- Quoted passage -

........

Introduction and an explanation of the concept of "Character Structure" which we use to create the game. This game works better with a formulaic story, so we've created a game around the "Woman-in-Jeopardy" type of Romantic Suspense. (We also talked a little about Erle Stanley Gardener's Plot Wheels, which inspired the game.)
But if you want to get down to the game itself, start with these posts:
*The Situation Worksheet - which we'll fill in using the story wheels.
*Heroine and Hero Wheels
*Villain and Nature of the Crime Wheels
*Titles and Title Words
Today, I'm just going to play the game from scratch, and show you how it works for me. I will tell you a little about how I solve various issues as they come up.
I rolled a story just before sitting down to write this post -- what follows is real-time brainstorming. (As it happened, the rolls came out easy -- they don't always do so.)
So here we go... Let's Play!
Here are the Story Wheel results
Title Words: Kept, Melody, Justice, Scorch, Crossfire, Guitar, Duet, Breathless, Night, Know.
Heroine Type: On a Secret Mission (such as: revenge; needs to retrieve something; investigative reporter; must prove someone innocent; etc.)
Hero Type: Mysterious Background Figure - Undercover Cop
Villain Cover Type: Authority Figure - Cop
Crime Type: Blackmail, Version 3 (person being blackmailed is the bad guy, third party the primary victim)
Wow, this is the most consistent roll I've done with this game. Insider theme; multiple cops; and a heroine on an undercover mission -- this screams "Police Procedural."
And yes, there is a brand of Woman-in-Jeopardy Romantic Suspense which overlaps with police procedural (although it tends toward military right now I think) - but it's one I don't happen to read. Furthermore, though I love to read regular police procedurals, especially regional ones, I don't feel adequate in writing them.
But that works for this blog series because I'm unlikely to write this story -- and that means I don't have to hold back for fear of spoilers or anything like that. I can do this as a "writing in public" exercise.

........

- Source data -
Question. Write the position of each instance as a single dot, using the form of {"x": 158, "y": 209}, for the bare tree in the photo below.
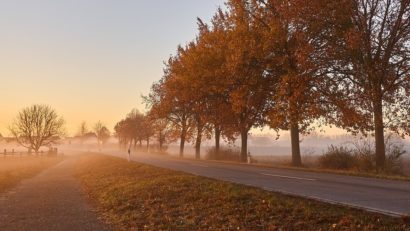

........

- To-do list -
1. In the blog post about the story wheel game, whose plot wheels inspired the game?
2. Reproduce the portion of the story wheel blog post starting with "And yes, there" and going on through "in writing them.".
3. Continue the story wheel blog post from its last sentence.

- Answers by task -
1. Erle Stanley Gardener's Plot Wheels inspired the game.

2.
And yes, there is a brand of Woman-in-Jeopardy Romantic Suspense which overlaps with police procedural (although it tends toward military right now I think) - but it's one I don't happen to read. Furthermore, though I love to read regular police procedurals, especially regional ones, I don't feel adequate in writing them.

3.
(NOTE TO EVERYONE: if this roll and the ideas for it I come up with in this post excite you, feel free to write it. Consider it an "Open Source" story idea. We can all play with it if we like. Note also: I do mention some other stories I am actually writing -- such as "Hours of Need." If those idea inspire you, please change them enough so they don't seem like the same story I'm writing.)
An ideal story roll will push you a little bit where you don't want to go. That's why we include some contrary choices and things we don't like on our wheels. But it's also why you have Full Veto Power over any roll in the game. However, my rule is that you can't ditch or re-roll any element until after you have worked through the choices and found what actually is a stumbling block.
Since pushing boundaries is important though, I believe the best place to start is to glance over the worksheet to see where those most difficult spots will be, and then to really dig in and think about that. Spend a little time to see if you can find a way to make the problems work for you. You may not find it at once, though, so if you can't find a solution right off, look to the other elements to see if they have any hooks to help you out with this.
For example: The first roll I ever made with this game came up with an element I had thrown in to give myself trouble: The heroine type came up "Secret Baby." Ugh! That element just does NOT click with me. I don't empathize with the emotions involved in keeping a baby a secret. However, when I'd rolled all the other items I found a hook into the concept that really worked for me. The Theme was "self-sacrifice" and the hero type was "Mr. Perfect she runs away from." And a title words gave me "Hours of Need." And the crime type was related to a clandestine affair.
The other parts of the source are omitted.